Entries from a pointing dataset
....

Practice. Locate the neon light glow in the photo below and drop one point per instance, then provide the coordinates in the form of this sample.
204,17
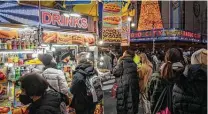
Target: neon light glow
150,16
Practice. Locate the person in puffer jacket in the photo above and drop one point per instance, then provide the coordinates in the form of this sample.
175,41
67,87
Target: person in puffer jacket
190,92
128,87
170,71
54,77
82,101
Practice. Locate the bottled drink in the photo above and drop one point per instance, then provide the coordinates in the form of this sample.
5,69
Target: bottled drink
17,73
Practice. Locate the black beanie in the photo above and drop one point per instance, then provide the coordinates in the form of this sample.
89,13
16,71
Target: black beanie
46,59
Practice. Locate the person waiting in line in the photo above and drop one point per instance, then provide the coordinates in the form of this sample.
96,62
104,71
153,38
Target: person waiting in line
190,92
55,77
82,102
34,92
159,82
128,88
145,73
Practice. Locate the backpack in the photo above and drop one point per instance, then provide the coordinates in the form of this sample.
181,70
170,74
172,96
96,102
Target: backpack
94,88
64,98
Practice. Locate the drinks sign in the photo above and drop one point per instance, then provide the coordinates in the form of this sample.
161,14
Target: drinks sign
57,19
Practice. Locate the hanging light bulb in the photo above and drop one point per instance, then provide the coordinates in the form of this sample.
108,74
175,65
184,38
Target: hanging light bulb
34,55
88,56
129,19
101,42
53,49
101,58
101,63
132,24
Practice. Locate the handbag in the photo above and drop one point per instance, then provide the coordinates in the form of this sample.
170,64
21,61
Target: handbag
114,90
165,99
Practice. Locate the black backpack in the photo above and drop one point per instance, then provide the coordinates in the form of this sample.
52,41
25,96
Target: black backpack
94,87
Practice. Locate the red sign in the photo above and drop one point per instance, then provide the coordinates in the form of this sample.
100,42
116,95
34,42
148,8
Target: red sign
51,18
164,33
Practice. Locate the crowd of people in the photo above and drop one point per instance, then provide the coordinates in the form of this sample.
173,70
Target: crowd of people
171,82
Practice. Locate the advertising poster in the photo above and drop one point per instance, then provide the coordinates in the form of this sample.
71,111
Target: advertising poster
12,12
125,34
68,38
165,34
112,22
58,19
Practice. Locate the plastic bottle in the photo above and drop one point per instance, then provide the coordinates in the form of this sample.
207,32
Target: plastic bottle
17,73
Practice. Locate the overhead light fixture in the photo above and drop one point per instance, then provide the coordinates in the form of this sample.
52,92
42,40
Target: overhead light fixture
75,15
101,42
132,24
101,58
53,49
87,44
88,56
34,55
129,19
101,63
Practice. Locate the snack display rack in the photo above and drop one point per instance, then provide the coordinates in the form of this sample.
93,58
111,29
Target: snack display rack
18,50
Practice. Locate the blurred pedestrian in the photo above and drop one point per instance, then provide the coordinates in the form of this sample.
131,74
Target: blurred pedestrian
82,102
190,92
34,92
145,73
128,88
161,83
55,77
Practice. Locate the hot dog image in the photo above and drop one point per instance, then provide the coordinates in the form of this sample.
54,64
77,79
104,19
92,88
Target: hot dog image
64,38
111,7
114,20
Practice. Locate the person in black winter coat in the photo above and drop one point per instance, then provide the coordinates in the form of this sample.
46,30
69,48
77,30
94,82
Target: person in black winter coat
34,92
190,93
169,72
128,87
82,102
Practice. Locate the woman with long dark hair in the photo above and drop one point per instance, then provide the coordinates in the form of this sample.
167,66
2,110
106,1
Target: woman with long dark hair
190,92
128,87
161,83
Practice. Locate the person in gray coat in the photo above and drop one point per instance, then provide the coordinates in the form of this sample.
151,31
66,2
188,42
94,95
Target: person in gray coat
55,77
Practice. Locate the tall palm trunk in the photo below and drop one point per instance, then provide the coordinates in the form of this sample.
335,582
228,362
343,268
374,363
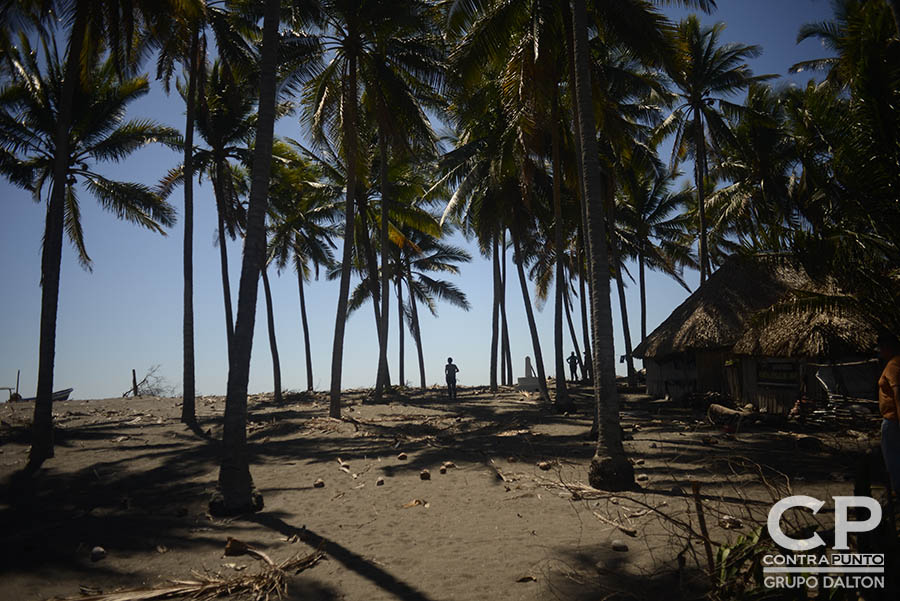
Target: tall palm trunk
583,301
507,351
643,285
219,191
400,341
305,323
573,336
273,344
563,402
610,468
495,312
381,381
188,411
417,330
699,181
581,193
616,261
51,254
374,286
350,134
236,493
532,326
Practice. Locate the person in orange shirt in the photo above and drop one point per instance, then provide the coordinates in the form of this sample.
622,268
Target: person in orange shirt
889,405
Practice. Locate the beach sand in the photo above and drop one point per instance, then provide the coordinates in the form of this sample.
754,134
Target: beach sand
509,520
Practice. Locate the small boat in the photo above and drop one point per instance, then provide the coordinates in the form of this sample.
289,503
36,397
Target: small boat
59,395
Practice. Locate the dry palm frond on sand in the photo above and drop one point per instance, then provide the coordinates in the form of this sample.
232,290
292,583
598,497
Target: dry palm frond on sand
268,583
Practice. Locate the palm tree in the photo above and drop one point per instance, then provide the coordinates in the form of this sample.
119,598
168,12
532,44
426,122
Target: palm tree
300,231
31,115
235,492
113,27
703,71
610,468
650,217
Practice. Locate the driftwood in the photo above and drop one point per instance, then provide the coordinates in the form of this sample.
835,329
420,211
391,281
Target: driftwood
269,583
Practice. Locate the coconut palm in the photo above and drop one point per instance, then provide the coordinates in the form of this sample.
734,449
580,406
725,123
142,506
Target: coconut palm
122,30
703,72
300,227
235,492
31,114
651,218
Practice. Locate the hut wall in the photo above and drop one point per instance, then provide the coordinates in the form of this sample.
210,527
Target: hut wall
711,371
774,384
675,376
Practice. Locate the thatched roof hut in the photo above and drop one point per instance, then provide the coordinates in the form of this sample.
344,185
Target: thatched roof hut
808,334
718,313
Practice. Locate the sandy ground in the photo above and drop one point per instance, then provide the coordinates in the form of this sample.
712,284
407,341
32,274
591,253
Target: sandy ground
512,519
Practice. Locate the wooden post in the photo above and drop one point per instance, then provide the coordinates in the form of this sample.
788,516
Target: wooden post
703,531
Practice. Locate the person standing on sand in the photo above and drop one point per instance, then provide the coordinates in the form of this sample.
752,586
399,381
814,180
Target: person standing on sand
889,405
572,360
450,371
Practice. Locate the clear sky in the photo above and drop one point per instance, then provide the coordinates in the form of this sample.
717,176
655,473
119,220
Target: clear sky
127,313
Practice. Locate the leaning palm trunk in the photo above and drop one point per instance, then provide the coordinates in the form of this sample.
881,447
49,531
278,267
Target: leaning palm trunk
643,286
532,326
374,286
507,352
417,332
563,402
219,191
51,256
188,411
305,323
495,313
699,181
273,344
572,334
400,341
610,468
236,493
381,381
348,101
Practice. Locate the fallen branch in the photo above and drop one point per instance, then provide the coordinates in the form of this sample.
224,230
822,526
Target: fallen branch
268,583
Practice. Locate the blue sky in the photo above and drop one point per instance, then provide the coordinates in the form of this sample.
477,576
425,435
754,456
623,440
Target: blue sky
127,312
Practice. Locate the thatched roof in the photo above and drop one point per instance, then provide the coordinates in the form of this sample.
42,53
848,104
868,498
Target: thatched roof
717,314
808,334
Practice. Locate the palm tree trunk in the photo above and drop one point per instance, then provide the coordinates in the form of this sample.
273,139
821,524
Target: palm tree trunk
616,261
236,493
305,324
583,300
532,326
51,254
643,285
699,182
417,330
374,286
188,412
507,351
381,381
572,334
400,342
350,133
273,344
495,312
610,468
563,402
223,254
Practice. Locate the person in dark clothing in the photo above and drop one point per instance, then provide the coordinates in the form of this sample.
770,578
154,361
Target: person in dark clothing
572,360
450,371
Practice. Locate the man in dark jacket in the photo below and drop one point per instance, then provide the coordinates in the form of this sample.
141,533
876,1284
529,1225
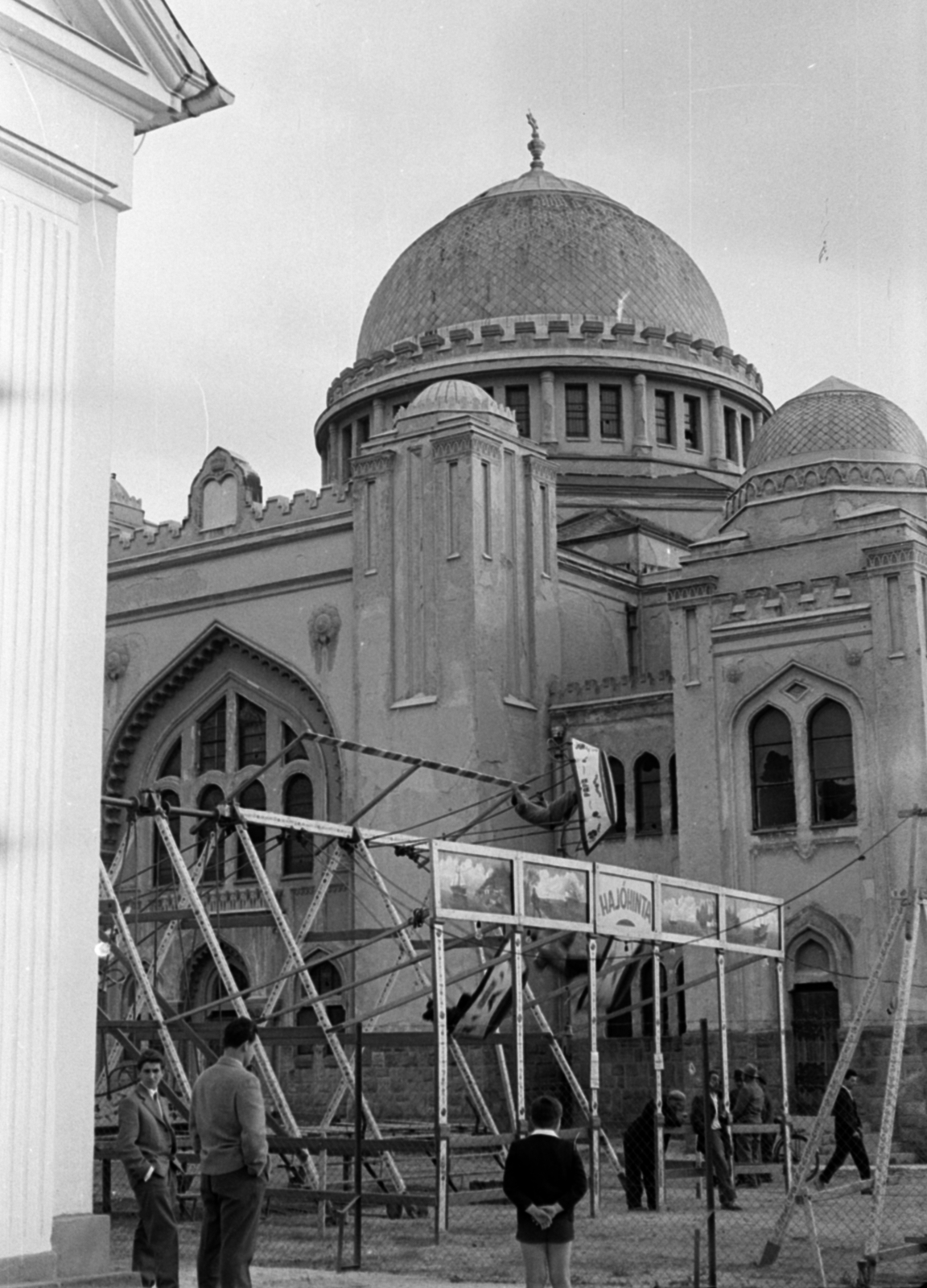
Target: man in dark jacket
147,1146
847,1133
229,1133
641,1150
545,1179
748,1109
711,1131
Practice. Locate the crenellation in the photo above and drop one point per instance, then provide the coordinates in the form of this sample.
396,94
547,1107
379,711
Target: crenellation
540,330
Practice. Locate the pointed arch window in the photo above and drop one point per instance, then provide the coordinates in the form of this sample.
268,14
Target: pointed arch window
253,798
680,997
251,734
834,782
618,781
212,740
648,1004
328,979
648,796
171,766
163,867
772,770
298,847
210,798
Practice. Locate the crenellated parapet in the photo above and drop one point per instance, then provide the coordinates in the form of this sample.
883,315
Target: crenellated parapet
248,519
541,334
783,599
811,477
609,688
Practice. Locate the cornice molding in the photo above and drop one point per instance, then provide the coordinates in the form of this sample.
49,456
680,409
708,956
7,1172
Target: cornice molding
369,467
896,555
824,476
689,592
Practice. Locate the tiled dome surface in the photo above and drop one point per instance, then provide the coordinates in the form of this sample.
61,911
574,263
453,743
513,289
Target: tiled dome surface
540,245
836,419
454,396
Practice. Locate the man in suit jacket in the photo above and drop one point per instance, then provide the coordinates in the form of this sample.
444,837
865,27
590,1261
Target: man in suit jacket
147,1146
229,1133
748,1108
710,1125
847,1133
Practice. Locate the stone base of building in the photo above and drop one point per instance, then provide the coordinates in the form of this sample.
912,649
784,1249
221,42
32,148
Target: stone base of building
79,1255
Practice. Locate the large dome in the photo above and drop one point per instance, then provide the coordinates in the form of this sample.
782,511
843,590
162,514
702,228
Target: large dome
541,245
837,420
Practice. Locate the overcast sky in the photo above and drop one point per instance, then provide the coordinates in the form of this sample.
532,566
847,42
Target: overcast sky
781,142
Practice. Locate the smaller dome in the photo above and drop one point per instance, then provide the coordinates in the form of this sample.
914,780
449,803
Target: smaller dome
454,396
836,420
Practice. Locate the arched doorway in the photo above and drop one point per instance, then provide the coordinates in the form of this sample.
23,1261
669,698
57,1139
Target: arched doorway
815,1026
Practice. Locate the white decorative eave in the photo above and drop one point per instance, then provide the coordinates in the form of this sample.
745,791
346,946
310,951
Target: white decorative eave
148,70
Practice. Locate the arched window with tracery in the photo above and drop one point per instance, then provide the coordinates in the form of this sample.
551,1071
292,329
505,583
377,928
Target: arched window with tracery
648,821
772,770
253,798
210,798
834,781
618,781
298,847
163,866
648,1004
206,753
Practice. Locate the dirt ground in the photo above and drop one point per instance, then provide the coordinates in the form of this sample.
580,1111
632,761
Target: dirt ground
621,1249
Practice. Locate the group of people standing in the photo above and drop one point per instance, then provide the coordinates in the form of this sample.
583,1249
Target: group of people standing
544,1174
229,1133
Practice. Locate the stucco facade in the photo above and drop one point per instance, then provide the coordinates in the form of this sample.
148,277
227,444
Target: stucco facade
545,517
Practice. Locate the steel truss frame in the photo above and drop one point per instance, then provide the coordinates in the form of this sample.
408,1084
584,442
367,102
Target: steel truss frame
360,844
909,910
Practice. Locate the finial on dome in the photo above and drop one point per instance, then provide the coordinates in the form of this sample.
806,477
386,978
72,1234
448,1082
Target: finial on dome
536,146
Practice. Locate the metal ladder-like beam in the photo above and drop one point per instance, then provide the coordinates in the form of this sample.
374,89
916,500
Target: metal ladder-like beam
843,1060
294,961
203,920
143,983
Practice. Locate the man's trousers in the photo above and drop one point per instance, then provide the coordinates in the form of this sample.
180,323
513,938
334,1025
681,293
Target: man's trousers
156,1253
232,1203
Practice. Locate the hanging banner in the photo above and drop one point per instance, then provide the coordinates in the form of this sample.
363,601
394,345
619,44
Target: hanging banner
595,790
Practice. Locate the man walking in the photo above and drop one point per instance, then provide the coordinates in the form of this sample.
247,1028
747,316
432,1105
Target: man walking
147,1146
229,1133
847,1133
710,1124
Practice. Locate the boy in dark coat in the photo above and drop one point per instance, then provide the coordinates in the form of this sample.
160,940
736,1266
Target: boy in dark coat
147,1146
545,1179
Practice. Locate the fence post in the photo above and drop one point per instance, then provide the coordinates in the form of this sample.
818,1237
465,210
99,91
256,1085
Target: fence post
708,1116
358,1139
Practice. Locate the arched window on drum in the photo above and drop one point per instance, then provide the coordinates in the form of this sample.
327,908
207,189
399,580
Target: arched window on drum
834,782
772,770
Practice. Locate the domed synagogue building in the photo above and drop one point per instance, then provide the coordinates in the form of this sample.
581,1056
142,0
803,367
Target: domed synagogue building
555,504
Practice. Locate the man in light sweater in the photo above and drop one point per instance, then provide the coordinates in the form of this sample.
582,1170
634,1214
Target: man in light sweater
229,1133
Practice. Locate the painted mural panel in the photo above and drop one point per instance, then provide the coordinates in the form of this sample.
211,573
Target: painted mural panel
688,911
557,894
751,923
624,906
476,884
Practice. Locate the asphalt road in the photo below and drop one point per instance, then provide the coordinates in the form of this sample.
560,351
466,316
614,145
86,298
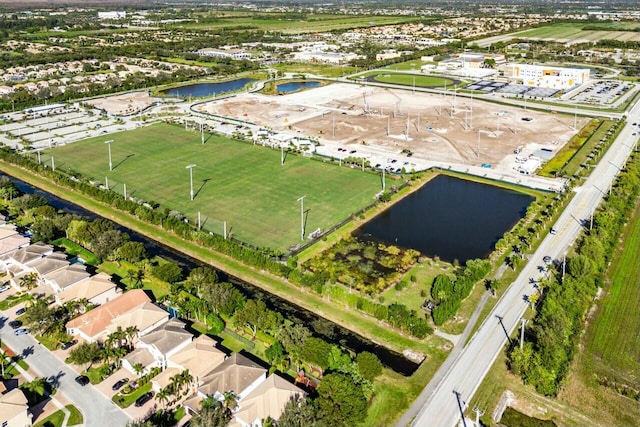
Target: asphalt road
95,407
442,404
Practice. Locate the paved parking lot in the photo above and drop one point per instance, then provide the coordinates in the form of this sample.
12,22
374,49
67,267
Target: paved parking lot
602,92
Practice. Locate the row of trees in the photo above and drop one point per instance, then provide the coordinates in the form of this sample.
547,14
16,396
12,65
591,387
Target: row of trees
448,292
544,359
347,386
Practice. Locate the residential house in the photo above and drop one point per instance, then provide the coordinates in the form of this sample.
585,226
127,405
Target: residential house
131,309
14,410
164,341
200,357
237,373
266,400
97,290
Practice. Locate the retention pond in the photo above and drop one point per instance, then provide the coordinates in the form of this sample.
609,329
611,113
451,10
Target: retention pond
321,326
451,218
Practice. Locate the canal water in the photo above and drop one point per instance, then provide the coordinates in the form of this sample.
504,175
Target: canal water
448,217
208,89
295,86
322,327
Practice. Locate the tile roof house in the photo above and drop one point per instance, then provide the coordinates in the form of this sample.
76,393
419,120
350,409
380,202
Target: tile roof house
200,357
164,341
237,373
266,400
98,289
14,410
133,308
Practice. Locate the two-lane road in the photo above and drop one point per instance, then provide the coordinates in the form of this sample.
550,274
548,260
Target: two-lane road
95,407
442,406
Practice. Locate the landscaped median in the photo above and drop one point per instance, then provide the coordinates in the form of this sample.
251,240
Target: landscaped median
126,400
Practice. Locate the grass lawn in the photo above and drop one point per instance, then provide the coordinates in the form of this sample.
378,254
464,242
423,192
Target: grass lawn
124,401
317,69
149,283
311,24
152,160
420,81
414,65
75,249
55,419
613,338
567,160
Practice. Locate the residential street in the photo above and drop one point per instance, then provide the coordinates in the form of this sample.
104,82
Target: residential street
95,407
442,401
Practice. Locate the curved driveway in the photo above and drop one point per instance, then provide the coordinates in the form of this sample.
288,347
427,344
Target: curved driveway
95,407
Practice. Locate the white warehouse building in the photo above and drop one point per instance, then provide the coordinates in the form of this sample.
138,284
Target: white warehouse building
545,76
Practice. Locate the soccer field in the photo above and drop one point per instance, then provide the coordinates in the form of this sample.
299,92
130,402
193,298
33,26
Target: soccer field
236,182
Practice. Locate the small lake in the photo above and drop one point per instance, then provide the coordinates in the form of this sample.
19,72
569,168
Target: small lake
208,89
296,86
450,218
330,331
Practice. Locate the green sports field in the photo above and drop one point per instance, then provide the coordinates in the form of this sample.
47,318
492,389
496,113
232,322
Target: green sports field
236,182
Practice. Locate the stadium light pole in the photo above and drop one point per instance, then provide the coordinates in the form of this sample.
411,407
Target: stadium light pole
109,145
190,167
301,200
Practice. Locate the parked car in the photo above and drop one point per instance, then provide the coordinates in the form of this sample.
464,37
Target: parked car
68,344
119,384
15,324
144,399
83,380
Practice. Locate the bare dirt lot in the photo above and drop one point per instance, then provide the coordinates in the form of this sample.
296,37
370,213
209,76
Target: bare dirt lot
125,104
431,126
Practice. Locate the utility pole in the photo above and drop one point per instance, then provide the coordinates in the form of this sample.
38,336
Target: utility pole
190,167
301,200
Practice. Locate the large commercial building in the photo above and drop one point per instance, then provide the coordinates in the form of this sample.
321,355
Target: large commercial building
545,76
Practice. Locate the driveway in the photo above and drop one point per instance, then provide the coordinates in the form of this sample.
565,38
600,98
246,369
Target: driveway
95,407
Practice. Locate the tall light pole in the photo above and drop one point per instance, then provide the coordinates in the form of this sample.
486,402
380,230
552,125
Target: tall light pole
109,145
301,200
190,167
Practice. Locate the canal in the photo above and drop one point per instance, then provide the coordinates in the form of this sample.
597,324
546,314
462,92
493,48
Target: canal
208,89
452,218
321,326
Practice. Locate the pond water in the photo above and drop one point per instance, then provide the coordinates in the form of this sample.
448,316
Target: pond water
321,326
295,86
208,89
450,218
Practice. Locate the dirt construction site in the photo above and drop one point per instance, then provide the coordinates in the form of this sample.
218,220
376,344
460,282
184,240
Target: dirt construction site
433,127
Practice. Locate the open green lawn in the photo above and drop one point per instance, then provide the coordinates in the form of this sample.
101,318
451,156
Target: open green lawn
409,80
575,152
316,69
55,419
613,338
285,24
236,182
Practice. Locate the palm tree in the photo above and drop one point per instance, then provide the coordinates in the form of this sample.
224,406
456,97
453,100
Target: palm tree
130,333
37,386
163,397
29,280
138,368
230,401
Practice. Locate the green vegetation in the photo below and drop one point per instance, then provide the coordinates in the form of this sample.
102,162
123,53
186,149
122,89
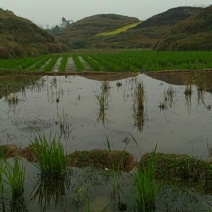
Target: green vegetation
94,66
79,65
63,63
120,61
50,155
21,38
119,30
82,34
15,177
194,33
48,67
180,170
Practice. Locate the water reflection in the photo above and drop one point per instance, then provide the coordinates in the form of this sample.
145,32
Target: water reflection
50,191
103,102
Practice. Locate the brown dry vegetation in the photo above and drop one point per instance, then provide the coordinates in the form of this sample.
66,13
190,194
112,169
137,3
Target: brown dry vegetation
194,33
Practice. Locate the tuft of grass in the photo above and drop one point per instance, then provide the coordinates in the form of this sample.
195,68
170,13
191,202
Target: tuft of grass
145,187
181,170
101,100
15,177
63,63
50,65
51,157
79,65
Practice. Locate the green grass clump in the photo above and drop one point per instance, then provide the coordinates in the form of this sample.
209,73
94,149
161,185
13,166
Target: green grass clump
181,170
145,187
79,65
42,60
15,177
51,158
94,66
50,65
63,63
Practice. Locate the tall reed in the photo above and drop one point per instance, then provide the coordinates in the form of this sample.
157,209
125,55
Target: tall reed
145,187
15,177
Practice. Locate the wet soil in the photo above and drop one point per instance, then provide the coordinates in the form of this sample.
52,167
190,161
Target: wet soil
182,77
182,170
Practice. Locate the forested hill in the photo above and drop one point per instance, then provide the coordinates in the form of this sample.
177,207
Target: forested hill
20,37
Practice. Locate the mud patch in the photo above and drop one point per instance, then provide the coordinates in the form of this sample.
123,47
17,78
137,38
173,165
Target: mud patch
118,160
182,170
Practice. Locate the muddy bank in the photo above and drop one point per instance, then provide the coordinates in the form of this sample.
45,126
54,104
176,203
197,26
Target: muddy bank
180,170
98,158
182,77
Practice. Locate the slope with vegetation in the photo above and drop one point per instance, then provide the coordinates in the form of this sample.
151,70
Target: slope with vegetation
194,33
19,37
82,34
147,33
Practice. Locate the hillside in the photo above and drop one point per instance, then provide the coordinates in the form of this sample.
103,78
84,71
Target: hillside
147,33
194,33
19,37
82,34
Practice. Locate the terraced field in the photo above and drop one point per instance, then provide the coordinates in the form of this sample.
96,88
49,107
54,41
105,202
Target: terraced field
116,61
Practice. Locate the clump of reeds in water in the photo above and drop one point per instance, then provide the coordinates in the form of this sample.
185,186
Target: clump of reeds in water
145,187
51,157
15,177
102,98
138,105
168,101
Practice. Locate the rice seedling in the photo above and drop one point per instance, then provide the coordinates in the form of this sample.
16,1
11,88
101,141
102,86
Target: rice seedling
168,101
79,65
63,63
101,101
94,65
42,60
50,155
15,177
50,65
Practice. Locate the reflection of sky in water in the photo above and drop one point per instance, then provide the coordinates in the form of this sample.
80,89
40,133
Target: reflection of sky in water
68,105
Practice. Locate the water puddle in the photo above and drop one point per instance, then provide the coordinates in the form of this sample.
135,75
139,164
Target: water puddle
87,113
67,106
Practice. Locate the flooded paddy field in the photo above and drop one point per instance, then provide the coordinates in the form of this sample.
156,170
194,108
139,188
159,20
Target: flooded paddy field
136,113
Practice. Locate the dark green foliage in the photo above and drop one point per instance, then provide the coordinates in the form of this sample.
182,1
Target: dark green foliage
48,67
50,156
15,177
20,37
194,33
63,63
79,65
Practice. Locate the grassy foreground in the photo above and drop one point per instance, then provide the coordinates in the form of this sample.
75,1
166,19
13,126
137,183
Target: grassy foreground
113,61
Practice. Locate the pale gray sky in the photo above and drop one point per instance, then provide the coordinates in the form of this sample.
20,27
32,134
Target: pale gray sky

....

## Stated problem
Extract the lines above from the one containing "Practice. Locate the reflection" to the last line, both included, exactly as written.

## Result
Practice. Locate the reflection of sky in water in the photo above and drop one point per instance, then provide the coordinates in the form of this sample.
80,89
40,133
Target: reflection of sky in water
68,105
Practice. Locate the water puddle in the photo above and drop one point per instance, then provide the coordinates in the form of this sample.
135,75
139,164
Target: water puddle
87,113
67,106
Practice. Locate the flooded paddy field in the photo above and drop one point per instance, then provide the coordinates in the form of this sample.
156,170
194,108
139,188
159,20
Target: flooded paddy field
136,113
Practice. Locate the dark green foliage in the photo above and drop one point per instance, then provide the coordinates in the form of this sample.
182,1
Target: dark green foliage
48,67
50,156
15,177
20,37
194,33
63,63
79,65
Practice. Locate the grassy foreground in the photo above and drop one point per instance, then provide the coordinates in the form of this sample.
75,1
166,19
13,126
137,183
Target: grassy foreground
113,61
Practice. Locate the pale gray sky in the photo above and drop one point per instance, then provide the coordinates in the form of this sample.
20,27
32,134
Target: pale gray sky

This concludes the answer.